**Document:**
--- --- ---

Another important update was made regarding file structure and module usage assumptions being that if you have exemplary/unused data stored on every line that is repitive and repeats throughout the csv alignment file this module will assume the repeating data will be added to the alignment data's kml data. In other words if a value repeats it will assume that attribute/field should be associated with the entire alignment data displayed in the popup box.
Alignments Module - Functions
make_route(filelocationlist[,segmentinfocsv,indexs,color,scale,folder,description])
parselist(total,filename)-given the function above and a file name (hopefully ending in .kml) writes kml file.
packageroutes(makerouteoutput)-takes the make_route() output and returns a list without the starting and ending wrapper of most csv files so they can be added together with subsequent list or in different folders. Use this if you want your directories in specific locations
packagefinal(nameinside,list)-replaces that syntatic sugar of the first few rows and last couple given an in filename for inside the kml and a list of rows that are xml/kml structured. essentially packageroutes/packagepoints and packagefinal are so structured so that if you take it out of its wrapper it must have packagefinal performed on the list before sending into parselist.
folder(nameoffolder,description,list)given an output of make_route or make_points() that has had its wrapper removed (packageroutes/packagepoints) returns a file director for a objects in the given list
All the kwarg argument, and argument defination below is for the make_route() function mostly.
- filelocationlist - list of csv file locations to ingest that contain desired road alignment data
Function arguments below are the ones that directly affect the way in which the data is handled.
segmentinfocsv - kwarg arg, csv file location containing information about all the desired alignments you wish to parse into kml (i.e. a csv file containg all the alignment data)
indexs - kwarg arg, unique identifier within row of segmentinfocsv so that the rows data can be drawn with the associated position in the filelocationlist and parsed into into data associated with the route from segmentinfocsv (i.e. list of keys to draw data from the segmentinfocsv file into associated alignment )
list=True - kwarg, technically just list is the kwarg arg but the only time you will use this arguement is if your inputting a raw list in where the csv file location normally should be.
Function arguments below are for aesthetics and nameing/description
- color - kwarg arg, currently can take inputs of red, light green, orange, and white can support much more but no way of gathering color ids in bulk (that I know of)

--- --- ---

[Location labeling records]
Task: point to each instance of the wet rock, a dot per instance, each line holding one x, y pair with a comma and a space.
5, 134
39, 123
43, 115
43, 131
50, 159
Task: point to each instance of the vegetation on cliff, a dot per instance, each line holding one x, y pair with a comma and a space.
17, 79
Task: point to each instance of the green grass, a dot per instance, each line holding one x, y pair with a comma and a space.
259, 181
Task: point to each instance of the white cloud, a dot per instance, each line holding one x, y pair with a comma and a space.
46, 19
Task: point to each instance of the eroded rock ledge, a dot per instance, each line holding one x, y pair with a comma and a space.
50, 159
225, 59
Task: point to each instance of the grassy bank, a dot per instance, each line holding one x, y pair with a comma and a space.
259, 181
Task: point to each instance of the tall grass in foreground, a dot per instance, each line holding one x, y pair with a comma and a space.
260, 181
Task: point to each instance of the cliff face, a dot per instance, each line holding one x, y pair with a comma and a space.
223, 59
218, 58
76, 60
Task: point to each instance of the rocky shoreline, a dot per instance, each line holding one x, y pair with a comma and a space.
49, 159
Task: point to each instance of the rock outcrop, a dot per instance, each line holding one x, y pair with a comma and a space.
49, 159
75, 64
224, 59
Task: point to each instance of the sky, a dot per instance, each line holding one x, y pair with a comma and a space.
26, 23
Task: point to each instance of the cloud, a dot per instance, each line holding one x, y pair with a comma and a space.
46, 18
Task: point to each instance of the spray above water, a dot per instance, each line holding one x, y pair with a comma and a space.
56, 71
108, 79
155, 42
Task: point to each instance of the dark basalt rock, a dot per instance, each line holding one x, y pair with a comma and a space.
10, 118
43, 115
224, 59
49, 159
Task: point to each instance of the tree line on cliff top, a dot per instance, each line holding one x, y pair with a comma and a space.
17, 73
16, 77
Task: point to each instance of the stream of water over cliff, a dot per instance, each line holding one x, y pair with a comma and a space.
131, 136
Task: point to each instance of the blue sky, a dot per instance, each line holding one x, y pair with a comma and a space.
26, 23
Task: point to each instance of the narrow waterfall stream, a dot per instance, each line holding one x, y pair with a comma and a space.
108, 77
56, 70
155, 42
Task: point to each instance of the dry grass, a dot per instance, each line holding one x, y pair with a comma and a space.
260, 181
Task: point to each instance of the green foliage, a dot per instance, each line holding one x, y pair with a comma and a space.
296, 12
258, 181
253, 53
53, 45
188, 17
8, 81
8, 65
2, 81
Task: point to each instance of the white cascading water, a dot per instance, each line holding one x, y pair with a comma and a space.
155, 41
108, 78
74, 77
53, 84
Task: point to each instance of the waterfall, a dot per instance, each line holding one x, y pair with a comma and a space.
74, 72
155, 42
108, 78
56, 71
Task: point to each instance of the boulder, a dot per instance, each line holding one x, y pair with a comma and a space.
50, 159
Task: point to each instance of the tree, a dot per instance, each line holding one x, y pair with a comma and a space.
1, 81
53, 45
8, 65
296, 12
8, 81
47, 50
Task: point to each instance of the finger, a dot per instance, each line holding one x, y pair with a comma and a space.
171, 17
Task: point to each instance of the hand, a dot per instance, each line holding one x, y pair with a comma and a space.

--- --- ---

**What you need to do:**
- a) Give the alignments module documentation again from "folder(nameoffolder,description,list)given an output" to "make_route() function mostly.", switching "wrapper" to "envelope".
- b) For each statement below, say yes or no to whether it agrees with the alignments module documentation, and quote the words of the documentation that decide it. (i) The color argument currently accepts red, light green, orange, and white. (ii) The parselist function writes a csv file. (iii) The filelocationlist argument is a list of csv file locations.

**Answers below:**
- a)
folder(nameoffolder,description,list)given an output of make_route or make_points() that has had its envelope removed (packageroutes/packagepoints) returns a file director for a objects in the given list
All the kwarg argument, and argument defination below is for the make_route() function mostly.

- b)
(i) Yes: "currently can take inputs of red, light green, orange, and white"
(ii) No: "writes kml file."
(iii) Yes: "list of csv file locations to ingest that contain desired road alignment data"